Work instruction: Restate the whole of the data verbatim, omitting nothing.

Listed entries:
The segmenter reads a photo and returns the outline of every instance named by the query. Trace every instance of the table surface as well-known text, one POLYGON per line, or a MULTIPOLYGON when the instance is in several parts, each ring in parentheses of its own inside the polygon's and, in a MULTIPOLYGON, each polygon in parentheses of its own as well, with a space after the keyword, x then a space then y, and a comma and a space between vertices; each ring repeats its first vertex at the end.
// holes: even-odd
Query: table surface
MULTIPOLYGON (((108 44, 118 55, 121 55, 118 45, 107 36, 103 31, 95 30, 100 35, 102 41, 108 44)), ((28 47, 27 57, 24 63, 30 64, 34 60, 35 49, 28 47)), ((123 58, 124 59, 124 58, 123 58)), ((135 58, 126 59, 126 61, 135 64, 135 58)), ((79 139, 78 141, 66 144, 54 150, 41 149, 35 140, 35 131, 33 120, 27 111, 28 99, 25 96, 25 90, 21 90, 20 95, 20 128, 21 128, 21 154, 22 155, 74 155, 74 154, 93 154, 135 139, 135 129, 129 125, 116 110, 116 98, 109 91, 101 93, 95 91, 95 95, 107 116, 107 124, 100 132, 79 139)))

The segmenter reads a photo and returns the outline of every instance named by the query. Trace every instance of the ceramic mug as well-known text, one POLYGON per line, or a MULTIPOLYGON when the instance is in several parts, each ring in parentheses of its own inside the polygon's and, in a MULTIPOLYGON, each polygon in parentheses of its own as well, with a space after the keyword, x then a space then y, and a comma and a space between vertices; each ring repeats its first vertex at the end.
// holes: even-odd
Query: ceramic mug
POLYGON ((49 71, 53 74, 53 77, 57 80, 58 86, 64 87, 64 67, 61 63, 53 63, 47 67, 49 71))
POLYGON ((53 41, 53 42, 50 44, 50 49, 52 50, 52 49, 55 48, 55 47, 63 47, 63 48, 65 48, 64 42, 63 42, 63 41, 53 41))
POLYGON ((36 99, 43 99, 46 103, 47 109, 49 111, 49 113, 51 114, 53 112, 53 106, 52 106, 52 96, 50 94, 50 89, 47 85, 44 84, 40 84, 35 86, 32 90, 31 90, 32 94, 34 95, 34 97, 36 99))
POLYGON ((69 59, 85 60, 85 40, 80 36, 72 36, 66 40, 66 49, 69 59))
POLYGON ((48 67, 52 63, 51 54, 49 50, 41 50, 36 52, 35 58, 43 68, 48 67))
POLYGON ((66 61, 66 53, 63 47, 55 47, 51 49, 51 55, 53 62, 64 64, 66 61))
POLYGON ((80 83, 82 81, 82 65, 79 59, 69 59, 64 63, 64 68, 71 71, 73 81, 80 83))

Task answer:
The segmenter reads a photo and returns the outline of every instance named by the query. Trace every instance of the table surface as well-known text, one POLYGON per line, or a MULTIPOLYGON when the instance is in several parts, each ring in parentheses of its own inside the polygon's and, in a MULTIPOLYGON, each polygon in parentheses of its own as well, with a space after the keyword, x then a space then y, and a comma and a space between vertices; each ring repeats its first vertex at the end.
// holes: even-odd
Query: table surface
MULTIPOLYGON (((108 44, 118 55, 121 55, 118 45, 107 36, 103 31, 95 30, 100 35, 102 41, 108 44)), ((28 47, 27 57, 24 63, 30 64, 34 60, 35 49, 28 47)), ((123 58, 124 59, 124 58, 123 58)), ((135 58, 126 59, 126 61, 135 64, 135 58)), ((79 139, 78 141, 66 144, 54 150, 41 149, 35 140, 35 131, 33 120, 27 111, 28 99, 25 96, 25 90, 21 90, 20 95, 20 128, 21 128, 21 154, 22 155, 74 155, 74 154, 93 154, 135 139, 135 129, 129 125, 116 110, 116 98, 109 91, 101 93, 95 91, 95 95, 107 116, 107 124, 100 132, 79 139)))

The segmenter reads a photo and returns the outline of every instance named by the query. Trace every instance of the ceramic mug as well-known text, one POLYGON per line, or a MULTIPOLYGON when the instance is in several parts, each ring in parentheses of its own inside the polygon's and, in a MULTIPOLYGON, each polygon in parentheses of its own as well, with a space after the keyword, x then a space then y, and a comma and a space between vertices; each ring repeats its first vertex at the end.
// holes: even-odd
Query: ceramic mug
POLYGON ((49 71, 53 74, 53 77, 57 80, 58 86, 64 87, 64 67, 61 63, 53 63, 47 67, 49 71))
POLYGON ((53 41, 53 42, 50 44, 50 49, 52 50, 52 49, 55 48, 55 47, 63 47, 63 48, 65 48, 64 42, 63 42, 63 41, 53 41))
POLYGON ((36 99, 43 99, 46 103, 47 109, 49 111, 49 113, 51 114, 53 112, 53 106, 52 106, 52 96, 50 94, 50 89, 47 85, 44 84, 40 84, 35 86, 32 90, 31 90, 32 94, 34 95, 34 97, 36 99))
POLYGON ((69 59, 85 60, 85 40, 80 36, 72 36, 66 40, 66 49, 69 59))
POLYGON ((48 67, 52 63, 51 54, 49 50, 41 50, 36 52, 35 58, 43 68, 48 67))
POLYGON ((66 61, 66 53, 63 47, 55 47, 51 49, 51 55, 53 62, 64 64, 66 61))
POLYGON ((80 83, 82 81, 82 65, 79 59, 69 59, 64 63, 64 68, 71 71, 73 81, 80 83))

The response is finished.